Text provided:
Moody’s ups EVN debt

Moody’s Investors Service said it upgraded to A1 from A2 the senior unsecured ratings of EVN AG.

The outlook was changed to stable from positive.

“The upgrade reflects EVN's track record of maintaining a financial profile commensurate with the rating agency's ratio guidance for the A1 rating level and an expectation that this will continue,” the agency said in a news release.

S&P cuts Vornado Realty Trust; bonds unchanged

S&P said it downgraded its issuer credit rating on Vornado Realty Trust and its operating partnership, Vornado Realty LP (collectively, VNO), to BBB from BBB+.

At the same time, S&P affirmed the BBB issue-level ratings on the company's unsecured debt given the improved level of secured debt to total assets following the JV transaction.

“The downgrade on VNO's issuer credit rating reflects our view that its competitive position is somewhat weakened from the transfer of $5.6 billion of retail assets into an unconsolidated JV. The transfer results in reduced scale and asset diversity as well as slightly weaker operating margins,” S&P said in a news release.

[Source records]

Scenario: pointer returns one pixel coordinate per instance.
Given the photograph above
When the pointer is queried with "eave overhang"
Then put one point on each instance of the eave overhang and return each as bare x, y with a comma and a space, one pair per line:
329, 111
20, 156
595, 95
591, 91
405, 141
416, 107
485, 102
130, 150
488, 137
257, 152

Work to do:
[1] In the credit ratings text, copy the passage starting at "S&P cuts Vornado" and ending at "S&P said in a news release.", substituting "joint venture" for "JV".
[2] Answer these questions from the credit ratings text:
(a) To what rating did Moody's upgrade the senior unsecured ratings of EVN AG?
(b) To what rating did S&P downgrade its issuer credit rating on Vornado Realty Trust?
(c) What was the value of the retail assets transferred into an unconsolidated JV?
[3] Continue the credit ratings text from the point where it stops.
The records have no connection to the credit ratings text.

Results of the tasks:
[1]
S&P cuts Vornado Realty Trust; bonds unchanged

S&P said it downgraded its issuer credit rating on Vornado Realty Trust and its operating partnership, Vornado Realty LP (collectively, VNO), to BBB from BBB+.

At the same time, S&P affirmed the BBB issue-level ratings on the company's unsecured debt given the improved level of secured debt to total assets following the joint venture transaction.

“The downgrade on VNO's issuer credit rating reflects our view that its competitive position is somewhat weakened from the transfer of $5.6 billion of retail assets into an unconsolidated joint venture. The transfer results in reduced scale and asset diversity as well as slightly weaker operating margins,” S&P said in a news release.

[2]
(a) A1
(b) BBB
(c) $5.6 billion

[3]
“In addition, we had previously assumed that VNO would be selling assets to modestly reduce leverage in advance of rising development funding needs. But we now expect S&P Global Ratings' adjusted debt to EBITDA to remain relatively flat at around 8x for the next two years.”

Moody’s lifts Fiat Chrysler

Moody's Investors Service said it upgraded to Ba1 from Ba2 the corporate family rating and to Ba1-PD from Ba2-PD the probability of default rating of Fiat Chrysler Automobiles NV.

Also, the ratings on senior unsecured instruments issued by Fiat Chrysler Automobiles and Fiat Chrysler Finance Europe SA were upgraded to Ba2 from Ba3.

The outlook was changed to stable from positive.

“FCA's upgrade reflects the continued improvements in its credit metrics and Moody's expectation that FCA will be able to sustain these credit metrics even in a more challenging environment with softening demand in some of its key markets and additional costs to comply with upcoming emission requirements,” Falk Frey, a senior vice president and lead analyst at Moody’s, said in a news release.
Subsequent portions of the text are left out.